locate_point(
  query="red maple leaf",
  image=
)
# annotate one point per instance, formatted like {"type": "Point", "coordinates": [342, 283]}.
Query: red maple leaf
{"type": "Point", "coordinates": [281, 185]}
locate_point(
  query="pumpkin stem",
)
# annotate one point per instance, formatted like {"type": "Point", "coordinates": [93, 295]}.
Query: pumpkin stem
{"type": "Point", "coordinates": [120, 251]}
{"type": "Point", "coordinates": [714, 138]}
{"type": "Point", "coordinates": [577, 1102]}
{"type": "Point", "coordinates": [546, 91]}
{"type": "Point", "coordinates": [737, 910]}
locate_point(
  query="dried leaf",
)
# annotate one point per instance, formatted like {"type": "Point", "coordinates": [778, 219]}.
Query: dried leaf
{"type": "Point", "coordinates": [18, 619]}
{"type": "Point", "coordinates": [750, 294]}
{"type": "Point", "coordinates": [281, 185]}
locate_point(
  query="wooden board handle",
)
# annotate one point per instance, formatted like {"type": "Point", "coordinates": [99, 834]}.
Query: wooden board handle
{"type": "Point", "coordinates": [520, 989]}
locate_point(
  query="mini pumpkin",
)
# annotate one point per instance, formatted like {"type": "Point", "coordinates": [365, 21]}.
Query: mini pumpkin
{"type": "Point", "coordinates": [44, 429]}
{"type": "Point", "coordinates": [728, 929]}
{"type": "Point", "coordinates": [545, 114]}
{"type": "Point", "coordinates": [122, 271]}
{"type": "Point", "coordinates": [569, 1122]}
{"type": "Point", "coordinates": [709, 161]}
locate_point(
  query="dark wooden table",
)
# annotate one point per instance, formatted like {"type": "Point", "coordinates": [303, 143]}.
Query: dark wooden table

EXERCISE AIM. Check the data for lines with "dark" and give only their number.

EXERCISE RESPONSE. 2